### SET TASK
Rewrite the stretch from the row containing "For every instance of the license" through the end of the rows, keeping the requests as they are but multiplying every coordinate in the answers by 0.3 and rounding to whole numbers, with halves rounded up. Leave the format samples inside the requests unchanged.

(Rows in a dataset)
##############################

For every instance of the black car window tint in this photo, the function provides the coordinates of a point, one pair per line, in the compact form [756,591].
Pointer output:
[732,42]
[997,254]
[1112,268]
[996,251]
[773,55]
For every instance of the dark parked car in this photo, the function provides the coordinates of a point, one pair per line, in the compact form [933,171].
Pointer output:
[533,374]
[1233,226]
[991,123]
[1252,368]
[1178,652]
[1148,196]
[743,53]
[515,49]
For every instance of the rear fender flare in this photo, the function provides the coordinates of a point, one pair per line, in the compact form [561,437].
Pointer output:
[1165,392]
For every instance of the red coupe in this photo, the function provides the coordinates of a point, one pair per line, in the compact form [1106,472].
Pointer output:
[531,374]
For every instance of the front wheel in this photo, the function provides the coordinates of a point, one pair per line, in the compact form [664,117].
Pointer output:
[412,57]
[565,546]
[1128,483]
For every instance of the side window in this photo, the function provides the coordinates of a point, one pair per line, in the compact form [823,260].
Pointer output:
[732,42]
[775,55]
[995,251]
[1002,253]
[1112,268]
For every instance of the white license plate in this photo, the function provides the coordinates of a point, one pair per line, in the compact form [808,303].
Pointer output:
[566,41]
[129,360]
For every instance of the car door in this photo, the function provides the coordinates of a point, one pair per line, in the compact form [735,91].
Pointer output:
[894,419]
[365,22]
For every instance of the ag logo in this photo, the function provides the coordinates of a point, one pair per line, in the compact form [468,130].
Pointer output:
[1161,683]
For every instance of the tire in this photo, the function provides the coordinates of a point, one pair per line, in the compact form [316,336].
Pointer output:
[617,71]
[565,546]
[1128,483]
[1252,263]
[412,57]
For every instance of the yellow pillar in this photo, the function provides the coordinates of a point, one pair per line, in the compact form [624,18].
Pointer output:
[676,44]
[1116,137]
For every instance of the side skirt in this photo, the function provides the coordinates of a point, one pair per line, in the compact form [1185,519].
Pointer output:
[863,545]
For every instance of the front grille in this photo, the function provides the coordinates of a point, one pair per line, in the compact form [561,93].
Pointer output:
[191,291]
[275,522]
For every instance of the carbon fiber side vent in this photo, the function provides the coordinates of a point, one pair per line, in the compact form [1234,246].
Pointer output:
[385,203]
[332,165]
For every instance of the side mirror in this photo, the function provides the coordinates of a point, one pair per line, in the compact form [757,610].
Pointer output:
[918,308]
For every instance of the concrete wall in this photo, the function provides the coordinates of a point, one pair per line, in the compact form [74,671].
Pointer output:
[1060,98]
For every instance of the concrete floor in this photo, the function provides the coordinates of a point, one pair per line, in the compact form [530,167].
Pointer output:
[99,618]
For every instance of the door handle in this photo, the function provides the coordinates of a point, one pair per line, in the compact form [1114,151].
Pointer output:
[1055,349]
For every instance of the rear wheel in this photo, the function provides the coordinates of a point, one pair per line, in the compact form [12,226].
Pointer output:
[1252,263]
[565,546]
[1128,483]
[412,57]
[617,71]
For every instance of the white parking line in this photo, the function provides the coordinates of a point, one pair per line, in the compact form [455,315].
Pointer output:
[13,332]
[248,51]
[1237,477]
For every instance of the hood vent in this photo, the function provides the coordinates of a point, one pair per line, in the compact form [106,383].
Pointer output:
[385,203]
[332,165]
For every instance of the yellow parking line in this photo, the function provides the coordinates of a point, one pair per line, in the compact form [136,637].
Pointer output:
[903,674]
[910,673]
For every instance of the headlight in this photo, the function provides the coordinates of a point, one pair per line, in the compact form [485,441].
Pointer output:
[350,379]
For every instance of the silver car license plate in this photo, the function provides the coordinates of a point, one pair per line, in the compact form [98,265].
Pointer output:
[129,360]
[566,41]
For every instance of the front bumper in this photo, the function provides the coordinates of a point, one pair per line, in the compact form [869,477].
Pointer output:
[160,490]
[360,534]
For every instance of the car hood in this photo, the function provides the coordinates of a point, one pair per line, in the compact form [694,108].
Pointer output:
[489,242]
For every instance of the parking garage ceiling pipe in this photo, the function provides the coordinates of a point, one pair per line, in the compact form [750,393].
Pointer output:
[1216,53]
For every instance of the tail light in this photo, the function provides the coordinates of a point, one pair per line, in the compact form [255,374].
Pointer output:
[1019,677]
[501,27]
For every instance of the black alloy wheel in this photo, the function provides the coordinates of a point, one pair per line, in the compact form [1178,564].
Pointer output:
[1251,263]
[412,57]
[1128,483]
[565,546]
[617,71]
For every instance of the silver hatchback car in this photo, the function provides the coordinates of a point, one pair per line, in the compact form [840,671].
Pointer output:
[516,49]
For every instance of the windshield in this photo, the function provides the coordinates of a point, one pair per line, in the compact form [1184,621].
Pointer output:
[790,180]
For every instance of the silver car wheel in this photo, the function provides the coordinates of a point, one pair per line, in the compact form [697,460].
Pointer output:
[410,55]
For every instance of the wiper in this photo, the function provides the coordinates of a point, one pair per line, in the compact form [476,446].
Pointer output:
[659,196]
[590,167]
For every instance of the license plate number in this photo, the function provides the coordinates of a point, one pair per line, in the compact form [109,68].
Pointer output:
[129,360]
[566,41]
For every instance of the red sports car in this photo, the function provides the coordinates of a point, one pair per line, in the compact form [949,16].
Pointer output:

##############################

### OUTPUT FOR THIS TASK
For every instance of the license plate number in this photo, the function provides the coordinates of a point, one pair per line, in the compact form [109,68].
Pointer output:
[39,108]
[170,12]
For every instance of the red sports car in this photo, the function provides the coordinates of a point, one pair per line, in the compact form [949,16].
Pointer output:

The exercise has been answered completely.